* Текст страницы

Пойдем, друг мой, навстречу невесте и да приветствуем ее в лице Субботы.
Не стыдись и не красней! Что унываешь ты и что сокрушаешься? В тебе найдут приют бедные народа моего, и вновь воздвигнется город на руинах своих.
Пойдем, друг мой, навстречу невесте и да приветствуем ее в лице Субботы.
И станут добычею грабители твои, и удалены будут все твои притеснители; вновь возрадуется о тебе Бог твой, как радуется жених о своей невесте.
Пойдем, друг мой, навстречу невесте и да приветствуем ее в лице Субботы.
Вправо и влево ты проникнешь и прославлять будешь Господа. Водимые мужем, сыном Парца (Мессия?), мы обрадуемся и возликуем.
Пойдем, друг мой, навстречу невесте и да приветствуем ее в лице Субботы.

[Сохранённые записи]

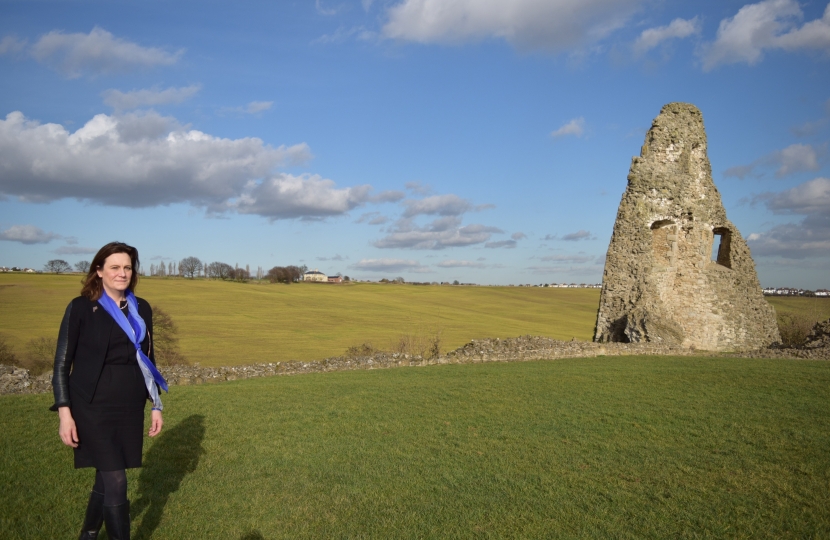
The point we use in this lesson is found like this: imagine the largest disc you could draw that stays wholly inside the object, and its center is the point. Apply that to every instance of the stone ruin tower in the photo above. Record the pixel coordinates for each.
(663, 281)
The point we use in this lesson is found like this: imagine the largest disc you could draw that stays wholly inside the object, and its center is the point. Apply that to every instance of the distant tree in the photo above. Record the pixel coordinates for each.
(240, 274)
(219, 270)
(189, 267)
(58, 266)
(284, 274)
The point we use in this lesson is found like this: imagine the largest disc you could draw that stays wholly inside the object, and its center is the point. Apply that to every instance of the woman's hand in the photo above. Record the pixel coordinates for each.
(67, 430)
(155, 423)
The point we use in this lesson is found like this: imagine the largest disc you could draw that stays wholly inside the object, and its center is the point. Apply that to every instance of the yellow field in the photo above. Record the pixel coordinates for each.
(816, 308)
(224, 323)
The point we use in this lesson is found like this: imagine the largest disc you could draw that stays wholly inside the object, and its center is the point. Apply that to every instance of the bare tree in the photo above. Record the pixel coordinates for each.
(241, 274)
(189, 267)
(58, 266)
(284, 274)
(219, 270)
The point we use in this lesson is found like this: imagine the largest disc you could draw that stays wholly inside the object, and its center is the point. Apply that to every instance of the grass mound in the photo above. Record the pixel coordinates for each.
(634, 447)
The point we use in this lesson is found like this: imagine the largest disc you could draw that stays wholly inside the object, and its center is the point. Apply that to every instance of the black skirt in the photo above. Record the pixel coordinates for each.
(111, 426)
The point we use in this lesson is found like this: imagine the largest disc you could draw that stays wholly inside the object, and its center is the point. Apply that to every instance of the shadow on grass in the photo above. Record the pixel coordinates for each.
(174, 455)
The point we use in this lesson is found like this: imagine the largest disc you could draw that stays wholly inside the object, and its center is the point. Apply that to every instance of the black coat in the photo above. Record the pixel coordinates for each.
(82, 346)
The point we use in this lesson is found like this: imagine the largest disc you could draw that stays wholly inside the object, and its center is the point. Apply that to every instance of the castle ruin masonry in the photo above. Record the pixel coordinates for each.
(677, 271)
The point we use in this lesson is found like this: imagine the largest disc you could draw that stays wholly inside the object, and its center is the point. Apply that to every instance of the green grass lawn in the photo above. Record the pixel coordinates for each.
(635, 447)
(227, 324)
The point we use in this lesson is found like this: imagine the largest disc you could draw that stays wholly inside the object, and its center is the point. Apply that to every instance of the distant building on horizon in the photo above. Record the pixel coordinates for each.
(315, 275)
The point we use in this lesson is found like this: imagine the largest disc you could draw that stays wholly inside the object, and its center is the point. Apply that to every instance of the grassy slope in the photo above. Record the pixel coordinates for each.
(601, 448)
(818, 308)
(231, 324)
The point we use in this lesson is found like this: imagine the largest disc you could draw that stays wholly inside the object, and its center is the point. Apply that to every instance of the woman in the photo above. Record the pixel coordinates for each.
(104, 374)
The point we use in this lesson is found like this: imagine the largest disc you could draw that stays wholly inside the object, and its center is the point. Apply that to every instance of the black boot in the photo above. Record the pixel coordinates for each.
(117, 520)
(94, 517)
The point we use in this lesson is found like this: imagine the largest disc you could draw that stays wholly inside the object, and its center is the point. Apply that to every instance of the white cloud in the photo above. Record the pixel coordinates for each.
(578, 235)
(28, 234)
(439, 234)
(372, 218)
(336, 257)
(452, 263)
(795, 158)
(811, 197)
(553, 25)
(808, 238)
(507, 244)
(285, 196)
(119, 100)
(418, 188)
(258, 106)
(677, 29)
(96, 53)
(75, 250)
(390, 265)
(767, 25)
(142, 160)
(575, 127)
(388, 196)
(576, 259)
(808, 129)
(327, 11)
(441, 205)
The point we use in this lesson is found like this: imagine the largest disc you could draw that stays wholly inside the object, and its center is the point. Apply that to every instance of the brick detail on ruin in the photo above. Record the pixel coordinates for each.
(678, 272)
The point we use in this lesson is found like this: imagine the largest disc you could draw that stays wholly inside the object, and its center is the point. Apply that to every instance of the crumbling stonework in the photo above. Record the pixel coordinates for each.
(661, 283)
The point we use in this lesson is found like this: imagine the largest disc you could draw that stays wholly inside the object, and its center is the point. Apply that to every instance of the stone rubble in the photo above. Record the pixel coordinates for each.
(14, 380)
(660, 282)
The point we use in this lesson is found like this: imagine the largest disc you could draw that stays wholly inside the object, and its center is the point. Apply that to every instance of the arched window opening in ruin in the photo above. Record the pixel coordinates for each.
(720, 246)
(664, 242)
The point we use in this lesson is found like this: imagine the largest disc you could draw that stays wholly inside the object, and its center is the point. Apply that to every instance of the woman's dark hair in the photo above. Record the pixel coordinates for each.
(93, 286)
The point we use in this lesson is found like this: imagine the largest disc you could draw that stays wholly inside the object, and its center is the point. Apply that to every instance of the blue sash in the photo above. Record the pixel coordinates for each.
(133, 325)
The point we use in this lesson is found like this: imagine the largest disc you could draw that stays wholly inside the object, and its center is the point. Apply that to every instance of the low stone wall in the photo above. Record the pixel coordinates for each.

* Описание задания
Перепишите без изменений отрывок из приведённого выше текста о встрече Субботы между словами «Не стыдись и» и «обрадуемся и возликуем.» включительно.

* Ответ к заданию
Не стыдись и не красней! Что унываешь ты и что сокрушаешься? В тебе найдут приют бедные народа моего, и вновь воздвигнется город на руинах своих.
Пойдем, друг мой, навстречу невесте и да приветствуем ее в лице Субботы.
И станут добычею грабители твои, и удалены будут все твои притеснители; вновь возрадуется о тебе Бог твой, как радуется жених о своей невесте.
Пойдем, друг мой, навстречу невесте и да приветствуем ее в лице Субботы.
Вправо и влево ты проникнешь и прославлять будешь Господа. Водимые мужем, сыном Парца (Мессия?), мы обрадуемся и возликуем.